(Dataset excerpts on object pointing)
____________________

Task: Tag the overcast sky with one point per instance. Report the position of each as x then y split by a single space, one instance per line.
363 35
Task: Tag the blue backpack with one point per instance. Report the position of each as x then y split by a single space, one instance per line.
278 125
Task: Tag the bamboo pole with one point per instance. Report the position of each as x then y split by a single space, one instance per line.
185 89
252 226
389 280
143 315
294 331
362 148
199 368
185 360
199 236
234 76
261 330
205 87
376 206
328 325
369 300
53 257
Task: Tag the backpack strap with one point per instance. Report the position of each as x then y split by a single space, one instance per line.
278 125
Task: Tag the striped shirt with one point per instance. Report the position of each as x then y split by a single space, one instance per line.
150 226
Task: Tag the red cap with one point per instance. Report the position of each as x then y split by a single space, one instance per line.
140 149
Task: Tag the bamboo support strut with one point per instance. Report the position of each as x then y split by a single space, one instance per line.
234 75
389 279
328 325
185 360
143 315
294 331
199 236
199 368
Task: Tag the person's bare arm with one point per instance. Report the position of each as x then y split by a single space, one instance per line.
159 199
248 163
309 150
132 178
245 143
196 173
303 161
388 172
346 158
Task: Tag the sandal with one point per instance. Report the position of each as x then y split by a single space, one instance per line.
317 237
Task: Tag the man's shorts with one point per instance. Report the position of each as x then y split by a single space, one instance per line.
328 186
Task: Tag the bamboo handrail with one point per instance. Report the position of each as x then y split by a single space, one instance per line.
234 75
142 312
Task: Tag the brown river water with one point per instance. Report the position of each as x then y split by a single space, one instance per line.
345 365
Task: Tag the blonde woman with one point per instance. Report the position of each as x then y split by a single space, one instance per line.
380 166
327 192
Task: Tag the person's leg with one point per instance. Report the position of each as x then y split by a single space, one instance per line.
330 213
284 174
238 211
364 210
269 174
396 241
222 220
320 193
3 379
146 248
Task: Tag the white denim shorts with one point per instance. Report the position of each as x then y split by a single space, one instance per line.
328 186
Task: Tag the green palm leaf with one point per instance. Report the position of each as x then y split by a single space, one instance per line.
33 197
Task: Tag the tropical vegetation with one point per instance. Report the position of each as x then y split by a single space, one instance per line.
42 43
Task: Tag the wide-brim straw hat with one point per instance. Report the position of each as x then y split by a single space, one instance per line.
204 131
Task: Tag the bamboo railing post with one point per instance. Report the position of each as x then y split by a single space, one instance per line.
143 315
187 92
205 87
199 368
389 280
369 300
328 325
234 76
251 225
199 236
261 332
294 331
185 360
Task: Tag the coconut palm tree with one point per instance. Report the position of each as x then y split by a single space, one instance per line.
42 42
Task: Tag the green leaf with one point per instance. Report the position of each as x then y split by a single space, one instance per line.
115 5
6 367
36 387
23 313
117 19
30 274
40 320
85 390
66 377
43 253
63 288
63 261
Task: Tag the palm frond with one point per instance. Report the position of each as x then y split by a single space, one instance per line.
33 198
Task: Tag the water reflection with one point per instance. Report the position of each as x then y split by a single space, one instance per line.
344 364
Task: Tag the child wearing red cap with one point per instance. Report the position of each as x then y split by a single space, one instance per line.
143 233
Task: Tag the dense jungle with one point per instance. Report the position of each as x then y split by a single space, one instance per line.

____________________

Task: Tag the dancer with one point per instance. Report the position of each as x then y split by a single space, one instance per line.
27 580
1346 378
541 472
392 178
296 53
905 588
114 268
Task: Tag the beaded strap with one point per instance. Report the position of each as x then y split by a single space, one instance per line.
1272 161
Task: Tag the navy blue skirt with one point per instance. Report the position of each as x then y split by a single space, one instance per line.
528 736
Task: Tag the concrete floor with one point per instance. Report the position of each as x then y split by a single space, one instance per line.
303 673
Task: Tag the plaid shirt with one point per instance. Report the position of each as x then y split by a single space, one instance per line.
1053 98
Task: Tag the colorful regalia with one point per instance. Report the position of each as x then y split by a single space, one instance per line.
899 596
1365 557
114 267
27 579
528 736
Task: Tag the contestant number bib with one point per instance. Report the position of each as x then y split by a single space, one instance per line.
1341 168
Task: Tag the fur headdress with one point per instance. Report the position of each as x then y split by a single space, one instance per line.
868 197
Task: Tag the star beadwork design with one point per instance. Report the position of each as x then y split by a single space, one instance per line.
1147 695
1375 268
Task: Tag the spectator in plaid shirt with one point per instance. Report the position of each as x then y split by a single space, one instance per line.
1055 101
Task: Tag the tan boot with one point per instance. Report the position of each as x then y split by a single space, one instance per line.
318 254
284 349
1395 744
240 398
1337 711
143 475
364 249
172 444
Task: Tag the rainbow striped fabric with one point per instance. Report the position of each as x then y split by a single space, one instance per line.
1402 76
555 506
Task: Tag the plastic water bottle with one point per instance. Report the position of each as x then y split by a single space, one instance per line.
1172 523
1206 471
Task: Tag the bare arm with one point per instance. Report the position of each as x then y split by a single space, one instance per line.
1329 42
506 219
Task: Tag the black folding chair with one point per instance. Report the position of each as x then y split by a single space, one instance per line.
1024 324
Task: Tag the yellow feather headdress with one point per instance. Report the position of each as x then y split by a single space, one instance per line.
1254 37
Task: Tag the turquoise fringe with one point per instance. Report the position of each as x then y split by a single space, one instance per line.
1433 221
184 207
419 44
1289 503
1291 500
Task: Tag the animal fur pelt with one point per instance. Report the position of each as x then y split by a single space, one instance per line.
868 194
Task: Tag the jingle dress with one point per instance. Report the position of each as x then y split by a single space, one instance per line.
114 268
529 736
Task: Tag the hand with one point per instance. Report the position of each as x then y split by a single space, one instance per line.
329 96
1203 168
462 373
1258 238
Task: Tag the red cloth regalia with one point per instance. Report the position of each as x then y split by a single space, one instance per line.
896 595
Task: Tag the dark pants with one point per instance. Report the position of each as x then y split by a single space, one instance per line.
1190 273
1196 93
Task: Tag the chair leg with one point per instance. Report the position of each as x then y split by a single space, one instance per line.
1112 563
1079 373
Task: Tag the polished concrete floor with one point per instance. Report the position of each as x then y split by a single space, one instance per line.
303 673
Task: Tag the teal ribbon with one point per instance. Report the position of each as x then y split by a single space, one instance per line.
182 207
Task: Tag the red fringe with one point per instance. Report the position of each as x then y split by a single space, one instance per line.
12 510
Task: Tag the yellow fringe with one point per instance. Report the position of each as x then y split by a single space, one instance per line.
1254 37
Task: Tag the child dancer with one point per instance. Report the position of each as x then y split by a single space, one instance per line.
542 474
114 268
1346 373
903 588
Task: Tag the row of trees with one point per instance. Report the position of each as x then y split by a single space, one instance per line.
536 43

____________________

Directions for this task: Which lines of the material above contain the word "regalia"? Identify each one and copy it in full.

Output below:
Task: Tag the colorful regalia with one point per instance. Report the position of each as x then y split by a single space, one instance per line.
Task: Tag the red cloth regalia with one point per instance. Report the position of each as x then y split by a single space, one instance per line.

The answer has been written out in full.